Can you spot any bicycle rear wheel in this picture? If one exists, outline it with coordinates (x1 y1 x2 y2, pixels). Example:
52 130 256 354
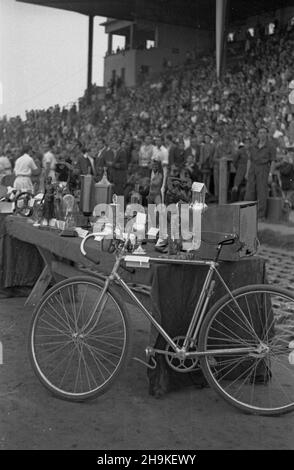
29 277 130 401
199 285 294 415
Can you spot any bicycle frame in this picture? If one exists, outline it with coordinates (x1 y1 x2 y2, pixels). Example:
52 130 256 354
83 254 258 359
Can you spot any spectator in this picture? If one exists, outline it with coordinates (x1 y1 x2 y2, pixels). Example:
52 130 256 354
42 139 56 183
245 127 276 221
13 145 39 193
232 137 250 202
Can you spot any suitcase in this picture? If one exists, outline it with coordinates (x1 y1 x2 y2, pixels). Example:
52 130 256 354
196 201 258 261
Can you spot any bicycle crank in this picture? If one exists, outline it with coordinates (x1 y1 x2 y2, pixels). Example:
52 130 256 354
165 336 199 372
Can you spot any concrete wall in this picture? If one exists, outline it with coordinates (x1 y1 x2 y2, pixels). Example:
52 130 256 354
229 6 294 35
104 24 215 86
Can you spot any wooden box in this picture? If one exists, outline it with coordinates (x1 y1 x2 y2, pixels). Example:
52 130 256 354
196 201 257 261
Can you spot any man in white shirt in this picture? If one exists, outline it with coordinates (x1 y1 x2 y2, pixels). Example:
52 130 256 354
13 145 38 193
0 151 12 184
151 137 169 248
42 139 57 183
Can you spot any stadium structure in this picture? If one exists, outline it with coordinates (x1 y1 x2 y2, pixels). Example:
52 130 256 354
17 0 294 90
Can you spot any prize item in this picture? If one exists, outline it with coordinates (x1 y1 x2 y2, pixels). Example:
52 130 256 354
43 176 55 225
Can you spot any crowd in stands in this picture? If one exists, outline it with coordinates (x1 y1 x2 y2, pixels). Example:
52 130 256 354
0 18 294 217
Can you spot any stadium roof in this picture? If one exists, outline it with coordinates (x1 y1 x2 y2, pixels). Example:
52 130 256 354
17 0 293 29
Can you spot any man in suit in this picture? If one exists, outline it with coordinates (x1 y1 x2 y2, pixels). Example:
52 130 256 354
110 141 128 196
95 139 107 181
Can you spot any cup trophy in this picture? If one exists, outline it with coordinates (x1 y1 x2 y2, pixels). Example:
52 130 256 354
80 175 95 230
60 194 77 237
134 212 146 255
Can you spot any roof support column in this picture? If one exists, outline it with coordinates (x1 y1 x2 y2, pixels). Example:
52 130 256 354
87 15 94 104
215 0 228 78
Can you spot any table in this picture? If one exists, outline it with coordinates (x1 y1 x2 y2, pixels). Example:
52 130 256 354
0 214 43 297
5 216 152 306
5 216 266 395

◆ ◆ ◆ ◆

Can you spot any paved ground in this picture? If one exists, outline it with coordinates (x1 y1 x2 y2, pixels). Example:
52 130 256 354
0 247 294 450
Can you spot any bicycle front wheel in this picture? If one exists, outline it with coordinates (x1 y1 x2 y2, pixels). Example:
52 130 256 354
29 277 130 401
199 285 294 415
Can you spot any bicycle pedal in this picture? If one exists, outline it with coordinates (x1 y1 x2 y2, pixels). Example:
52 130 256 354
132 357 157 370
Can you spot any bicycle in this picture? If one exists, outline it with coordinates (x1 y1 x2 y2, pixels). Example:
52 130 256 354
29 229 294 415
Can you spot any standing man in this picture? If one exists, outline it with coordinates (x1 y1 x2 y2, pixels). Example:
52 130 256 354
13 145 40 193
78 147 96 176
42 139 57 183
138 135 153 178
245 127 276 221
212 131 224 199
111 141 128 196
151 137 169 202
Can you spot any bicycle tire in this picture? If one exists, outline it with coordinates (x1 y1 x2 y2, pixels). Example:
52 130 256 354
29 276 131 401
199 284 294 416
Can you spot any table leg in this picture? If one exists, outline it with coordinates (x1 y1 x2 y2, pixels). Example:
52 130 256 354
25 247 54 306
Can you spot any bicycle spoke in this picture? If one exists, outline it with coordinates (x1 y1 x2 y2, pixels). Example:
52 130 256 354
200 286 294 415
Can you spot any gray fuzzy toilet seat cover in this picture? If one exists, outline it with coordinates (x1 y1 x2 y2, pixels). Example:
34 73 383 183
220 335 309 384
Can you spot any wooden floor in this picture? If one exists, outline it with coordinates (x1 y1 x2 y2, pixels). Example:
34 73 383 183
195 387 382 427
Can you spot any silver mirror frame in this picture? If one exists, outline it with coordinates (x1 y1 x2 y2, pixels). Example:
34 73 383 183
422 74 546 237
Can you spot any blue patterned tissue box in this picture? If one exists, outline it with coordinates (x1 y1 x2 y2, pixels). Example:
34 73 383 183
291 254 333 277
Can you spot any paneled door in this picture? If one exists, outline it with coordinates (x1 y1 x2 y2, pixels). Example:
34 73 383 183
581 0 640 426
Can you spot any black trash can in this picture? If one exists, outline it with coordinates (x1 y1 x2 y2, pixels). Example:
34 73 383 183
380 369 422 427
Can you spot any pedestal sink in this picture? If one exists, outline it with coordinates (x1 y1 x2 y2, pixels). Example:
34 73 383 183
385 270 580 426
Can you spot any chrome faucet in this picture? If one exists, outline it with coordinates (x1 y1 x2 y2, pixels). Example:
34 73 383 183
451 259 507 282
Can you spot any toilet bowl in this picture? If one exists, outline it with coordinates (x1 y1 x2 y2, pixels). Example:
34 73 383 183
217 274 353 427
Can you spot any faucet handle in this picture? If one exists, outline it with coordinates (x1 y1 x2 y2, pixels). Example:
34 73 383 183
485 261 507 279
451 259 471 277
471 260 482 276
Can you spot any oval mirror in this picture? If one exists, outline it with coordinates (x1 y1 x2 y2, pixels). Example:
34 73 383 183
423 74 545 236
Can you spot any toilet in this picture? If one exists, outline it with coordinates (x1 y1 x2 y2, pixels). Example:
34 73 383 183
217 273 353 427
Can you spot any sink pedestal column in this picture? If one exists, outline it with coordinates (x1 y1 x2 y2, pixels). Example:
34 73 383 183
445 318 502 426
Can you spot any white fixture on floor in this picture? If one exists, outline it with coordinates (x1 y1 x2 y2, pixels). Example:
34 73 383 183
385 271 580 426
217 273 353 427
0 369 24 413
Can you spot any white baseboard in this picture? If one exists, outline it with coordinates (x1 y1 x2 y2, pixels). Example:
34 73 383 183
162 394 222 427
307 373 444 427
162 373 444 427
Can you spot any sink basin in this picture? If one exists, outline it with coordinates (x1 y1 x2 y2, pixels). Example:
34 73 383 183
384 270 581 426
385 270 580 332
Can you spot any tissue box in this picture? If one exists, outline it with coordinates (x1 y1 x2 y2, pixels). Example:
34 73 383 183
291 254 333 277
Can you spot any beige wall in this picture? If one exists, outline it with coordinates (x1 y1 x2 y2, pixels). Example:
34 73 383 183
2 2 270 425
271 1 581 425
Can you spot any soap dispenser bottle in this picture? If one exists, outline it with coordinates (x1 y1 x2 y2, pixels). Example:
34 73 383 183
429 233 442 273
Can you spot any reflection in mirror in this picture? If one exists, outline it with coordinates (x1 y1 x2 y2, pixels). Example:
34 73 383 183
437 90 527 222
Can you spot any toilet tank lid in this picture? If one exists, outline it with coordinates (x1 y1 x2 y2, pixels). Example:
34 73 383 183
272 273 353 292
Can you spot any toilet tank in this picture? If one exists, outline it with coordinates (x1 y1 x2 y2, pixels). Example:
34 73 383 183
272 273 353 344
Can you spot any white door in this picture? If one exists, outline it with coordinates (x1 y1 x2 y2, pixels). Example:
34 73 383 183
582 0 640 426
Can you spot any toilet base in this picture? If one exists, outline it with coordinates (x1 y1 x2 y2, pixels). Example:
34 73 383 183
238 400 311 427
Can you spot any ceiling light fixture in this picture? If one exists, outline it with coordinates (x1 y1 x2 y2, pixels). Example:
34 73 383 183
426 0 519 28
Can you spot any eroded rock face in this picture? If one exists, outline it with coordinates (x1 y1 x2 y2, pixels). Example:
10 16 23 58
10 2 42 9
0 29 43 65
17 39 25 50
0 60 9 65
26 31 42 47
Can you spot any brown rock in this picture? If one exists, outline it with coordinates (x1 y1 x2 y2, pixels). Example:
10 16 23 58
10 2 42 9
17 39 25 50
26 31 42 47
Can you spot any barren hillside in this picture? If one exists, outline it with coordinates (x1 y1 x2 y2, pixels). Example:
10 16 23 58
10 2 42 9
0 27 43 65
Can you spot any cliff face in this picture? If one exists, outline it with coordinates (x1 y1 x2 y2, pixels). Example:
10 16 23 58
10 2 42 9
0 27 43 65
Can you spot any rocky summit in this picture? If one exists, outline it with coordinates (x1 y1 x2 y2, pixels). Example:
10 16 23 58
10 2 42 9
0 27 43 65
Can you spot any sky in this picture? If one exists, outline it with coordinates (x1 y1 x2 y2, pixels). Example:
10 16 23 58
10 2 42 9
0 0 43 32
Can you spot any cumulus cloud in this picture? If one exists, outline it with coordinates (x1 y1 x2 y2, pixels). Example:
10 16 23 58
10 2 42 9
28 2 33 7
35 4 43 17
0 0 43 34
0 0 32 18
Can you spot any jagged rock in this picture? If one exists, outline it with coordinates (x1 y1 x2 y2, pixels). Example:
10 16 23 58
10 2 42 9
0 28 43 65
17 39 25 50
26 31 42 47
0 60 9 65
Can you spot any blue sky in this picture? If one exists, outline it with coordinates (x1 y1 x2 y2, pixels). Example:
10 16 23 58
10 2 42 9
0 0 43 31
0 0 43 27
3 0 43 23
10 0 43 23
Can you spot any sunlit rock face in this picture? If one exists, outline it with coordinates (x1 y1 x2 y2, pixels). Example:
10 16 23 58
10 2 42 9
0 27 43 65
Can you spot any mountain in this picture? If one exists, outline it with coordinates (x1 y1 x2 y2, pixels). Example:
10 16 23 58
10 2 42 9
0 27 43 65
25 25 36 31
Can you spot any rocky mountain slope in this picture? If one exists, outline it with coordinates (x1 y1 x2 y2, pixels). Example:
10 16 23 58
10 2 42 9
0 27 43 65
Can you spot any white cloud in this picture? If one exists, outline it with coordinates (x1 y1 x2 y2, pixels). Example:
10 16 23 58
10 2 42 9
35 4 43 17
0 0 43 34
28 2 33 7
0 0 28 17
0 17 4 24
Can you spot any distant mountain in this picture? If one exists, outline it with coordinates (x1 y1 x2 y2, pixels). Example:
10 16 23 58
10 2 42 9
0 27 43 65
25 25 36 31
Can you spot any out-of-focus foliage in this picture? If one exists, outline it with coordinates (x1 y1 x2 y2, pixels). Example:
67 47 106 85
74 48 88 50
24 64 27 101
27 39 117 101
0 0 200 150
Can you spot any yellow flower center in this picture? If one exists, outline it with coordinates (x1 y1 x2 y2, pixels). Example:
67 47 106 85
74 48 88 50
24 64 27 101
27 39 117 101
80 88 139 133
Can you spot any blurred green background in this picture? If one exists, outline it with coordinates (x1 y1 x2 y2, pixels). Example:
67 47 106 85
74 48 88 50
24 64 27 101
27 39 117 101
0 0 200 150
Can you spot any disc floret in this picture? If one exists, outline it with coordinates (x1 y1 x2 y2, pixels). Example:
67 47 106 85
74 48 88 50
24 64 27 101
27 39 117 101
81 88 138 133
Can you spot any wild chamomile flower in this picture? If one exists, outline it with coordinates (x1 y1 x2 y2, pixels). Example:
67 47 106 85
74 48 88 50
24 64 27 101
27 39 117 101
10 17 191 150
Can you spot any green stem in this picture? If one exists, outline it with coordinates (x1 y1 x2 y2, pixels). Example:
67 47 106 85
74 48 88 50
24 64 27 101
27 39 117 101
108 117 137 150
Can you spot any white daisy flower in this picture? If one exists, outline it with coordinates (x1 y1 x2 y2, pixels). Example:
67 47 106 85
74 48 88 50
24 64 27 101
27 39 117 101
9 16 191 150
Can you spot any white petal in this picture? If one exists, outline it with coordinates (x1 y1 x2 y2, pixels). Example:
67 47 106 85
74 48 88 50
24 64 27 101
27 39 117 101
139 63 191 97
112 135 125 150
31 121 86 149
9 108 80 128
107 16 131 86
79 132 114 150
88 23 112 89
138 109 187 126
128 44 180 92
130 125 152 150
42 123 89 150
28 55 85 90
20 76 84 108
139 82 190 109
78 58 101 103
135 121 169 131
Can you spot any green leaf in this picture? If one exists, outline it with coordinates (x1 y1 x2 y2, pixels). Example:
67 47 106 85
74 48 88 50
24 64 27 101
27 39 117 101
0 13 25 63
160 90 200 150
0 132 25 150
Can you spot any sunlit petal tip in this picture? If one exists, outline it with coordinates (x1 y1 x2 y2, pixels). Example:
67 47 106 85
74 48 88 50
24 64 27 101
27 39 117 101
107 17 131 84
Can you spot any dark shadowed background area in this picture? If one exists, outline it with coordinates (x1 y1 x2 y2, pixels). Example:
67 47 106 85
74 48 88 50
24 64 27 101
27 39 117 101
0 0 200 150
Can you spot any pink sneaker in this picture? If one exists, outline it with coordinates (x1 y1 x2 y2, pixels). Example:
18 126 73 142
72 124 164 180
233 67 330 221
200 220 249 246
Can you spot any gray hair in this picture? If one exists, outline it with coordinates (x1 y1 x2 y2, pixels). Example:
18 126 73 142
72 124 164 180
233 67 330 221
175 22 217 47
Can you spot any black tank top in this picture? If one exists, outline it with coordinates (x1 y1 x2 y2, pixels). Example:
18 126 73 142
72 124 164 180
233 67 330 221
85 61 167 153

◆ ◆ ◆ ◆

Copy the data from the line with "Can you spot any bicycle rear" to the line with "17 0 294 90", both lines included, reproducing each line unchanged and omitting the pictures.

- Response to this exercise:
Can you spot any bicycle rear wheel in this picture? If one exists, outline it with coordinates (x1 y1 x2 y2, pixels). Example:
52 130 256 354
29 277 130 401
199 285 294 415
Can you spot any bicycle frame in this picture? If one exists, outline it with coordinates (x1 y1 x2 y2, pixels). Example:
52 130 256 354
83 254 258 359
Can you spot any spectator in this picture? If one exists, outline it with coordinates (x1 y1 x2 y2, pixels). Example:
52 130 256 354
42 139 56 183
245 127 276 221
13 145 39 193
232 137 250 202
Can you spot any suitcase in this picture? If one exists, outline it with coordinates (x1 y1 x2 y2, pixels). Example:
52 130 256 354
196 201 258 261
Can you spot any bicycle crank in this picture? If one exists, outline it with coordinates (x1 y1 x2 y2, pixels). Example:
52 130 256 354
165 336 199 372
Can you spot any concrete wall in this picture? If one exists, outline it with coordinates (x1 y1 x2 y2, pixels). Example:
52 130 256 354
229 6 294 35
104 24 215 86
Can you spot any wooden box in this picture? If one exists, outline it with coordinates (x1 y1 x2 y2, pixels). Example:
52 130 256 354
196 201 257 261
Can you spot any man in white shirt in this picture? If one exists, outline it with coordinates (x1 y1 x2 y2, pixels). Example:
52 130 256 354
13 145 38 193
0 151 12 184
151 137 169 248
42 139 57 183
Can you spot any stadium structure in this picture? If one exists, outline it with coordinates (x1 y1 x2 y2, pixels). Example:
52 130 256 354
17 0 294 90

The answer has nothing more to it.